_GIVEN TASK_
Can you rewrite the lines below with "lane-count record" swapped for "trail survey log" throughout, keeping everything else the same and omitting the pictures?

* Begin GIVEN ENTRIES *

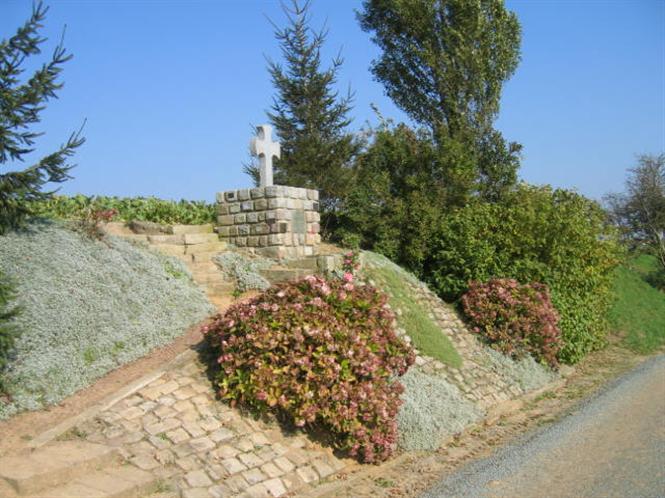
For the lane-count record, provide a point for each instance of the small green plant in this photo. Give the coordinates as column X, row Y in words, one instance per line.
column 244, row 271
column 319, row 353
column 128, row 209
column 515, row 319
column 171, row 269
column 90, row 222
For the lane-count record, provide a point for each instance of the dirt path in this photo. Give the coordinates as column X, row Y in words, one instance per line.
column 613, row 445
column 18, row 430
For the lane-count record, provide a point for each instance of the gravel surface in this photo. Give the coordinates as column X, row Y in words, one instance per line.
column 612, row 445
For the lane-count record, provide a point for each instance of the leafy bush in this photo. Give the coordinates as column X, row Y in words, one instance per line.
column 244, row 271
column 515, row 319
column 317, row 352
column 8, row 330
column 537, row 234
column 87, row 307
column 127, row 209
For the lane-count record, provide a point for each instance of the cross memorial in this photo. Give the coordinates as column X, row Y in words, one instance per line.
column 263, row 147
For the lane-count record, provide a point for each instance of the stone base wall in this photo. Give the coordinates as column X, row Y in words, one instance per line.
column 277, row 222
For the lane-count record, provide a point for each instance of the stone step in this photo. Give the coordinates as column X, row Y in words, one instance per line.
column 278, row 274
column 54, row 465
column 166, row 239
column 177, row 250
column 189, row 229
column 207, row 247
column 200, row 238
column 124, row 481
column 202, row 265
column 209, row 277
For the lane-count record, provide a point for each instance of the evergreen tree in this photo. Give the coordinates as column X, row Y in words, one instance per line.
column 21, row 102
column 310, row 119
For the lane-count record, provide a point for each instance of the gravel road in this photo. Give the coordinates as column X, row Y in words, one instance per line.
column 612, row 445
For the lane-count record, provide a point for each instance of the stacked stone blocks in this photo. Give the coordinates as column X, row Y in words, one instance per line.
column 274, row 221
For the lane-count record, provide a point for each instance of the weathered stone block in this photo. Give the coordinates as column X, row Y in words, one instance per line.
column 312, row 217
column 278, row 202
column 226, row 220
column 275, row 239
column 260, row 204
column 261, row 229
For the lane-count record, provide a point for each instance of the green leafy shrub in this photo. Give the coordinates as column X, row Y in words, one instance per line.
column 127, row 209
column 8, row 330
column 515, row 319
column 537, row 234
column 244, row 271
column 317, row 352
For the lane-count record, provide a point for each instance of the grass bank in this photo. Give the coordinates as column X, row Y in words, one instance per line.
column 638, row 313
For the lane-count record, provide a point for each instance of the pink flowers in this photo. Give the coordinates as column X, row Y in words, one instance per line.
column 518, row 319
column 319, row 351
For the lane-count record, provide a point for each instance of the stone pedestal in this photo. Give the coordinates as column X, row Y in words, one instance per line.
column 275, row 221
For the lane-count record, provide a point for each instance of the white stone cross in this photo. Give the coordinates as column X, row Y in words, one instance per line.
column 263, row 147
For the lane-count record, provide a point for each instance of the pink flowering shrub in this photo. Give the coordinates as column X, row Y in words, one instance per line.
column 516, row 319
column 321, row 353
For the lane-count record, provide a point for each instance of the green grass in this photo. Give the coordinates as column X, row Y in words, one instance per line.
column 639, row 309
column 424, row 332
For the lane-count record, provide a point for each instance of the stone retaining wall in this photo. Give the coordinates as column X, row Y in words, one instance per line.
column 275, row 221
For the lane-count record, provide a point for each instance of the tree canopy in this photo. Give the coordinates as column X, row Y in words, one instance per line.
column 309, row 116
column 21, row 102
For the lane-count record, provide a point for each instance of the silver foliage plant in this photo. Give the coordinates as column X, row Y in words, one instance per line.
column 89, row 307
column 433, row 409
column 244, row 271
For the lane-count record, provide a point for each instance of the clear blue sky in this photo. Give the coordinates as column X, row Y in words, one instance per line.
column 170, row 88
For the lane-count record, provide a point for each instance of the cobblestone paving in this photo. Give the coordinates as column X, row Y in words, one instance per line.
column 176, row 429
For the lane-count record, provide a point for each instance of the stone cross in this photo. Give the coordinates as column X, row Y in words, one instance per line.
column 263, row 147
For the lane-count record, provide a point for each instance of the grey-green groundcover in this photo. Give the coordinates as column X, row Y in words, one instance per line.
column 89, row 306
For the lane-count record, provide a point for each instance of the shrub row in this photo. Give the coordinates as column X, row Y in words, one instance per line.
column 515, row 319
column 317, row 353
column 127, row 209
column 555, row 237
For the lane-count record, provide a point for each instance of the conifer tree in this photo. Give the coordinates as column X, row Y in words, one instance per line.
column 309, row 117
column 21, row 102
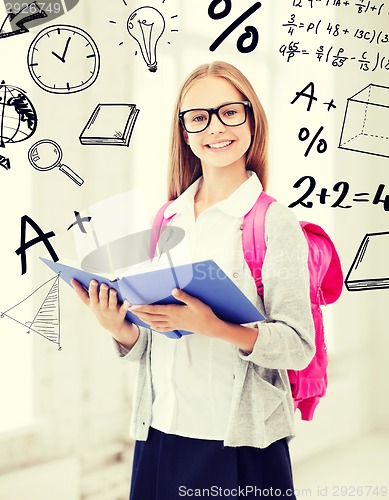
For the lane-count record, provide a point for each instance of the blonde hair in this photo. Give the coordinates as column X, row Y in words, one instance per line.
column 184, row 166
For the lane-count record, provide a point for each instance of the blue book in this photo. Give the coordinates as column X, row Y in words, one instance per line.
column 204, row 280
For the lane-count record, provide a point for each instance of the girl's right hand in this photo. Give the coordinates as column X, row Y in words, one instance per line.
column 108, row 312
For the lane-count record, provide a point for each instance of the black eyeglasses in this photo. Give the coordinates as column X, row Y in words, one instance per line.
column 231, row 114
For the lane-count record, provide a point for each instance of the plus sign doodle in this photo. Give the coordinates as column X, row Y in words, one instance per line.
column 250, row 31
column 80, row 222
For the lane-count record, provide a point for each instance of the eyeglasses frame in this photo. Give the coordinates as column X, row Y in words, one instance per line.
column 213, row 111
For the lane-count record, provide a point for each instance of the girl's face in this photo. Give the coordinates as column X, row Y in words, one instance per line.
column 218, row 145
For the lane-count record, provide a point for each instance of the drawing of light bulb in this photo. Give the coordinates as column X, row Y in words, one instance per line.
column 146, row 25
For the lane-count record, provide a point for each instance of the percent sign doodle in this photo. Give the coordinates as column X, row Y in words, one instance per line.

* End GIVEN ENTRIES *

_CORRECT RESULT_
For the trail survey log, provide a point for each instance of the small green plant in this photo. Give the coordinates as column X, row Y in words, one instance per line.
column 244, row 271
column 319, row 353
column 128, row 209
column 515, row 319
column 171, row 269
column 90, row 222
For the trail survey log, provide a point for each instance of the dirt path in this photo. Give the coordinates as column X, row Y in words, one instance per line.
column 613, row 445
column 18, row 430
For the trail survey log, provide a point for each instance of the gravel surface in this photo. Give the coordinates as column X, row Y in words, one instance per line.
column 612, row 445
For the trail survey log, provide a point for each instance of the leafy bush in this photo. Give the coordinates as column X, row Y in words, one instance per line.
column 244, row 271
column 515, row 319
column 317, row 352
column 8, row 330
column 537, row 234
column 87, row 307
column 127, row 209
For the trail survey log, provide a point for each instance of the cross memorial in this photo. Give the coordinates as column X, row Y in words, one instance per line.
column 263, row 147
For the trail survey log, provide a point for each instance of the stone base wall in this photo. Give the coordinates as column X, row Y in words, one instance per line.
column 277, row 222
For the trail survey log, provide a point for each instance of the stone step in this photo. Give the coordinates as column X, row Y in words, one instance per line.
column 278, row 274
column 54, row 465
column 166, row 239
column 177, row 250
column 189, row 229
column 207, row 247
column 200, row 238
column 124, row 481
column 202, row 265
column 209, row 277
For the trail survey log, provide a point for each instance of the evergreen tree in this photo. Give the coordinates as column X, row Y in words, one instance per line.
column 21, row 102
column 310, row 119
For the trail survey log, provide a point for each instance of the gravel road in this photo. Give the coordinates as column X, row Y in words, one instance per line.
column 612, row 445
For the trail survey log, provide a point for each instance of the stacked stone blocks in this photo. Give the coordinates as column X, row Y in words, one instance per line.
column 274, row 221
For the trail survey log, provide a point for each instance of the weathered stone block in this photo. Give the coordinates as column X, row Y in words, one instance per line.
column 312, row 217
column 278, row 202
column 226, row 220
column 275, row 239
column 260, row 204
column 261, row 229
For the trail survey log, provide a point for each instance of the green leafy shrub in this photo. Give the coordinates as column X, row Y in words, one instance per line.
column 127, row 209
column 8, row 330
column 515, row 319
column 537, row 234
column 244, row 271
column 317, row 352
For the trail survey log, provide a point for each instance of the grass bank in this photo. Give the coordinates as column X, row Y in words, one instance per line.
column 638, row 313
For the trail survey log, provide a point for each instance of the pink flowers in this photo. Give the coordinates as column X, row Y in words, one instance per line.
column 518, row 319
column 319, row 351
For the trail survey log, provide a point for each instance of the stone pedestal in this photo. Give the coordinates as column X, row Y in words, one instance per line.
column 275, row 221
For the trail survey log, provide a point for each instance of the white stone cross in this photo. Give the coordinates as column X, row Y in words, one instance per line.
column 263, row 147
For the trail survey log, provide a point for each instance of the pink flowering shrub in this photo. Give the coordinates as column X, row Y in words, one instance per line.
column 516, row 319
column 321, row 353
For the trail survey log, provide a point for each instance of the green grass in this photo. Give the coordinates as column X, row Y in words, one instance per line.
column 639, row 309
column 424, row 332
For the trail survey log, provide a point for each instance of the stone retaining wall in this photo. Give the coordinates as column X, row Y in words, one instance per line.
column 275, row 221
For the trail survey log, provide a point for each instance of the tree canopy in this photo. Give the coordinates as column X, row Y in words, one instance per line.
column 309, row 116
column 21, row 102
For the trail survey log, provide a point for each instance of the silver foliage plant in this photo. Give the coordinates as column X, row Y in words, one instance per line.
column 89, row 307
column 433, row 409
column 244, row 271
For the trail survey log, provide a point for each instance of the clear blue sky in this photo. Give the coordinates as column X, row Y in words, one instance per line.
column 170, row 88
For the trail survey log, provide a point for each instance of the cobblestone paving in this photo. Give the coordinates as column X, row Y in words, one instance per line.
column 176, row 429
For the trail survey log, provide a point for each instance of the stone cross in this photo. Give the coordinates as column X, row Y in words, one instance per line.
column 263, row 147
For the trail survey log, provide a point for each instance of the grey-green groundcover in this photo. Give the coordinates as column X, row Y in words, one instance per line.
column 89, row 306
For the trail survey log, provide a point for each instance of the shrub row in this photo. Give the coordinates as column X, row Y in words, one instance per line.
column 515, row 319
column 317, row 353
column 127, row 209
column 555, row 237
For the trail survey log, provide a point for each instance of the conifer tree in this photo. Give the coordinates as column X, row Y in words, one instance per line.
column 309, row 117
column 21, row 102
For the trail survey log, provide a point for each instance of the blonde hair in this photo. Give the coordinates as column X, row Y in words, one instance per line.
column 184, row 166
For the trail survey log, provide a point for each instance of the blue book in this photo. Give the coordinates as column X, row Y in words, one instance per line.
column 204, row 280
For the trail survey log, provide a point for each instance of the girl's right hand in this photo. Give the coordinates as column X, row Y in words, one instance per line.
column 108, row 312
For the trail survey log, provide a point for each instance of the black eyeglasses in this photo. Give the coordinates as column X, row Y in words, one instance per line.
column 231, row 114
For the trail survey log, provide a point for each instance of the plus sign doodle in this photo. Give the coordinates as column X, row Y in words, one instance per line.
column 250, row 31
column 80, row 222
For the trail survey log, provide a point for each instance of the eyeglasses frame in this photo. Give the coordinates as column X, row Y in words, one instance per line.
column 213, row 111
For the trail survey log, provide a point for each instance of the girl's face in this photo. Give the coordinates as column X, row Y in words, one instance per line.
column 218, row 145
For the trail survey log, provide a point for each instance of the drawing of light bulb in this photo. Give the coordinates as column X, row Y in words, one instance per line.
column 146, row 25
For the trail survey log, provide a point for each instance of the percent sign doodle in this photo. Give the coordinates as column X, row Y in words, one instance per line.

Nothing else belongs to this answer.